===== EXCERPT
How to make people follow healthy habits
New York: Invoking fear about a health problem may not be enough to change behaviour, says a study that found adding a little hope to a message might make people more willing to take preventive action.
The findings, published online in the journal Health Communication, showed that hope and self-efficacy -- the belief that people can help themselves -- significantly predicted intentions to take action against skin cancer, such as wearing sunscreen or protective clothing.
"With health messages, it's not enough just to tell people, or merely educate them, you need to motivate them, and emotions are really good motivators," said one of the researchers Jessica Myrick, Associate Professor at Pennsylvania State University in the US.
"We often think of emotions as irrational, but what our research is pointing to is that emotions can help us do the things that will keep us healthy and safe, so it's important to understand the broad scope of emotional responses to different type of messages and messaging components," she said.
According to the researchers, previous work indicated that while fear can grab attention and create awareness about a health problem, it might not necessarily lead to behaviours that could help people tackle the problem.
Fear and hope may work together to create more persuasive messages, Myrick said.
In the study, 341 participants, whose ages ranged from 17 to 72 years old, were recruited from Amazon's online task-completion platform, Mechanical Turk.
The participants reviewed and reacted to an article about skin cancer from a web page designed to resemble a page on the health site WebMD.
The article was divided into three sections reflecting factors that can drive persuasive health messaging results, including whether a person feels susceptible to the condition, whether they believe the condition is serious -- severity -- and whether they believe that help exists and that they have access to that help, according to the researchers.
After reviewing the message, the participants reported on emotions they felt about the article, including hopeful, optimistic and encouraged, all emotions that the researchers considered hope states.
Self-efficacy and hope did serve as significant predictors of sun safety intentions, said the study.
==========
===== STUDY MATERIAL
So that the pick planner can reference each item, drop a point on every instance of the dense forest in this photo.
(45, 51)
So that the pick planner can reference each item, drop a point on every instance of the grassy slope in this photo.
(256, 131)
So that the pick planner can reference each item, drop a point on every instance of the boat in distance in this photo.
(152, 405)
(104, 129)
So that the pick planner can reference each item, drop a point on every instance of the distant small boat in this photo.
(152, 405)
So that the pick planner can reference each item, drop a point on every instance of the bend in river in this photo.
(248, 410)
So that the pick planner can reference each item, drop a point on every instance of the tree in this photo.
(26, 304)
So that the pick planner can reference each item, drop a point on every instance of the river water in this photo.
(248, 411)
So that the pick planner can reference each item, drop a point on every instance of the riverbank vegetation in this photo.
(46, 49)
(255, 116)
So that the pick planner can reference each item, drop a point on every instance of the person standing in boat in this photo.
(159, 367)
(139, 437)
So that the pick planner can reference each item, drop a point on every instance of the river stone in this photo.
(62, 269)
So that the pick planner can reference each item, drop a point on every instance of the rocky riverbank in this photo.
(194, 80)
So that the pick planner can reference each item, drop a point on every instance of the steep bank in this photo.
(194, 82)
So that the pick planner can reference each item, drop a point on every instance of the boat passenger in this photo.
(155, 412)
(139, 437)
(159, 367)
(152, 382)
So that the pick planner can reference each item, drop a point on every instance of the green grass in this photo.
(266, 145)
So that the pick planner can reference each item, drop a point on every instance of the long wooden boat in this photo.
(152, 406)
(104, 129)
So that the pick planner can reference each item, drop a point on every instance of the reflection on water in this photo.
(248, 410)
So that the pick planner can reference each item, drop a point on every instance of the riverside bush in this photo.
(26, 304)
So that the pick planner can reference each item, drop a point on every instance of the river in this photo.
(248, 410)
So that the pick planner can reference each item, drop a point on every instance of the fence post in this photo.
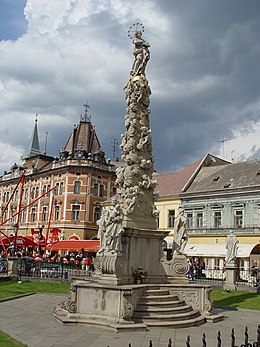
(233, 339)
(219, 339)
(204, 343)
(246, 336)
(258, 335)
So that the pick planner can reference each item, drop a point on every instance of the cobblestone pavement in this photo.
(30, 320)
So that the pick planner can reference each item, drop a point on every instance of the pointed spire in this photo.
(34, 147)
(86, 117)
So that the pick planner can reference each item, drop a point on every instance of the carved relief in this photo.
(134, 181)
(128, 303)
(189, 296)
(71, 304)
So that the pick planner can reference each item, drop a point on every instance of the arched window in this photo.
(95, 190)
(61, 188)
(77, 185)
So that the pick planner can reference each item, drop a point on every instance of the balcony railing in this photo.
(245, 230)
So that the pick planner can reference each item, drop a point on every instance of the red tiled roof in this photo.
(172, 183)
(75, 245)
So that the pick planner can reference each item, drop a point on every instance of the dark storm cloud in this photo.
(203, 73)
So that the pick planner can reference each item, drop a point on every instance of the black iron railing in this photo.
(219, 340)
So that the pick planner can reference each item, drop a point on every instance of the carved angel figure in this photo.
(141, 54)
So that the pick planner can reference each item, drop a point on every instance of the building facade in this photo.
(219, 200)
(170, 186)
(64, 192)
==========
===== STUDY MATERIAL
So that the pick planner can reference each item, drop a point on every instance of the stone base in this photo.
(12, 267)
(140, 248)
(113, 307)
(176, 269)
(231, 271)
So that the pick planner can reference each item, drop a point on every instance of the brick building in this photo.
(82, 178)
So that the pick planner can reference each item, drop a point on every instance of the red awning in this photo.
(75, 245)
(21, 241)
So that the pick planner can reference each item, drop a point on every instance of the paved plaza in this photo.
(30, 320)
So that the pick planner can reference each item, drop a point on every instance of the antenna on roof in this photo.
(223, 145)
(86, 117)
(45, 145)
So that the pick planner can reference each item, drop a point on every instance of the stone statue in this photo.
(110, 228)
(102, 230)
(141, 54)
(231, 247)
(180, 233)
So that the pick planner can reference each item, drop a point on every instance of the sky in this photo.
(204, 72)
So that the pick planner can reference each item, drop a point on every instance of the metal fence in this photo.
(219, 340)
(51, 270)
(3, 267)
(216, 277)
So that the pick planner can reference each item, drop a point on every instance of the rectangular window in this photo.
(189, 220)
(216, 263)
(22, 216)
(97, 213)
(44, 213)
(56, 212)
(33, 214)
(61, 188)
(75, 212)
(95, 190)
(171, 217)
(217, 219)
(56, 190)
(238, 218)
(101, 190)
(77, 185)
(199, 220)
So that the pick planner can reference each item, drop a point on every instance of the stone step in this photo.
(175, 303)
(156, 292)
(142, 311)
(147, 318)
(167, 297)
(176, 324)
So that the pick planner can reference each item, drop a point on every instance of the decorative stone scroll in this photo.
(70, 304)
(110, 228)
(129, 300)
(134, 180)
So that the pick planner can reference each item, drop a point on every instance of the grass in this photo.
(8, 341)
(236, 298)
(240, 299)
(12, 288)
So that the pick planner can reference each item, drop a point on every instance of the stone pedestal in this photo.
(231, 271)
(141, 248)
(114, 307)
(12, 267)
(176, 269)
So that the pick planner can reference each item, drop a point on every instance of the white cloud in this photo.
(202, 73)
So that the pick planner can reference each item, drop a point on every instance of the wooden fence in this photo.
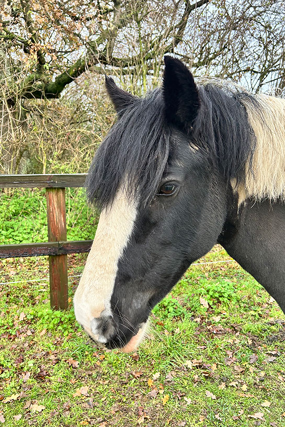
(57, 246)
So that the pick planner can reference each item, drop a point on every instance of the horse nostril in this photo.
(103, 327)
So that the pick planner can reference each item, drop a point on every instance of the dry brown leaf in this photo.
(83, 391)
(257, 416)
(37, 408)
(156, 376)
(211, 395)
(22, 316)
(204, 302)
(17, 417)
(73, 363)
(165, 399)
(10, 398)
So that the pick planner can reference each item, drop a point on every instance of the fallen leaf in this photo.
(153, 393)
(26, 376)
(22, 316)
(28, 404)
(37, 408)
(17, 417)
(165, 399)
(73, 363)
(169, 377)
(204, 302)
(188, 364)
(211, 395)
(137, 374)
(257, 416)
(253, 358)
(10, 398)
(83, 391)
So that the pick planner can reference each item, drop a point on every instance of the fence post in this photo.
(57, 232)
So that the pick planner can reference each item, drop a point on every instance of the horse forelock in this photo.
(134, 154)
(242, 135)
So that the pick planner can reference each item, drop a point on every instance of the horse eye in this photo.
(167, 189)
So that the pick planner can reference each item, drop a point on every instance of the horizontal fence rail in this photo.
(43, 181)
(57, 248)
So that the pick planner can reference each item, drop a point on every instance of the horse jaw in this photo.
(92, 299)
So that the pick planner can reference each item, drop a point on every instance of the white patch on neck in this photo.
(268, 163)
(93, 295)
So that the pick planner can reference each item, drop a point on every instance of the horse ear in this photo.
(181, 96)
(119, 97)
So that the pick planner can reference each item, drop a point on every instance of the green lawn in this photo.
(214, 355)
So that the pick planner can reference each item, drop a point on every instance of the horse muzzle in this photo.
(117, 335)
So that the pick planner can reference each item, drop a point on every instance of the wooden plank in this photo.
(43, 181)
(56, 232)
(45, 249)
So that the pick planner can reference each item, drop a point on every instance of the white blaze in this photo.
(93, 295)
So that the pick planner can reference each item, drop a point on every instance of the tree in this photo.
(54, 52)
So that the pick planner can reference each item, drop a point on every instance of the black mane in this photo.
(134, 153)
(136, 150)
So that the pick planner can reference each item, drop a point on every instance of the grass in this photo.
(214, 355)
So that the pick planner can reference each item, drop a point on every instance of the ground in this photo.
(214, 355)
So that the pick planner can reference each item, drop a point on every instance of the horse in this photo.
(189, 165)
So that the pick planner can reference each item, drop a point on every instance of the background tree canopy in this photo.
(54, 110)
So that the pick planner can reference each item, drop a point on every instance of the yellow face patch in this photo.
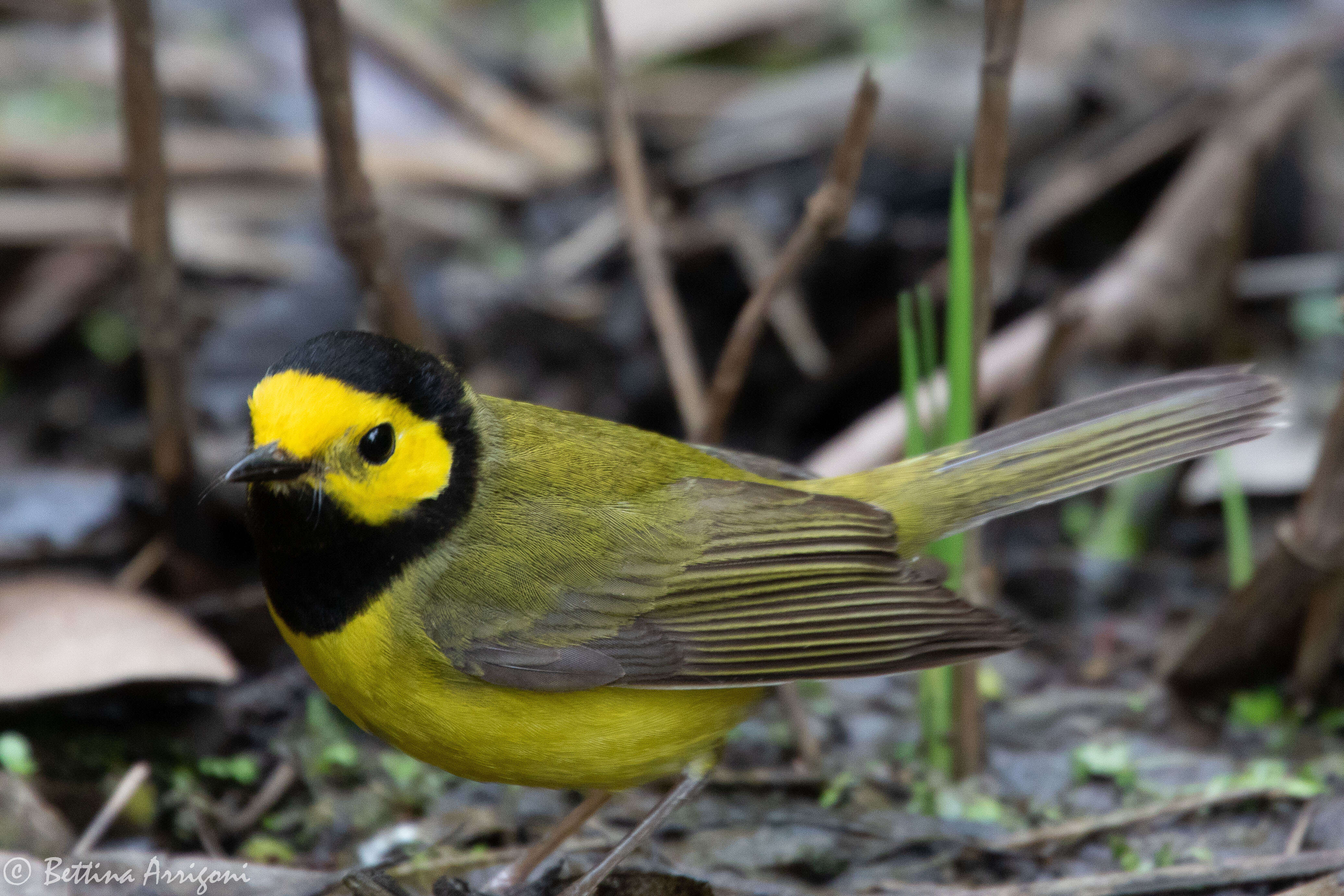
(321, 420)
==========
> EXERCISE TASKS
• A. Repeat the stretch of the health-messaging article from "In the study, 341" through "platform, Mechanical Turk.".
• B. Name every emotion that the health-messaging article says the researchers counted as a hope state.

> EXPECTED OUTPUTS
• A.
In the study, 341 participants, whose ages ranged from 17 to 72 years old, were recruited from Amazon's online task-completion platform, Mechanical Turk.

• B. Hopeful, optimistic, encouraged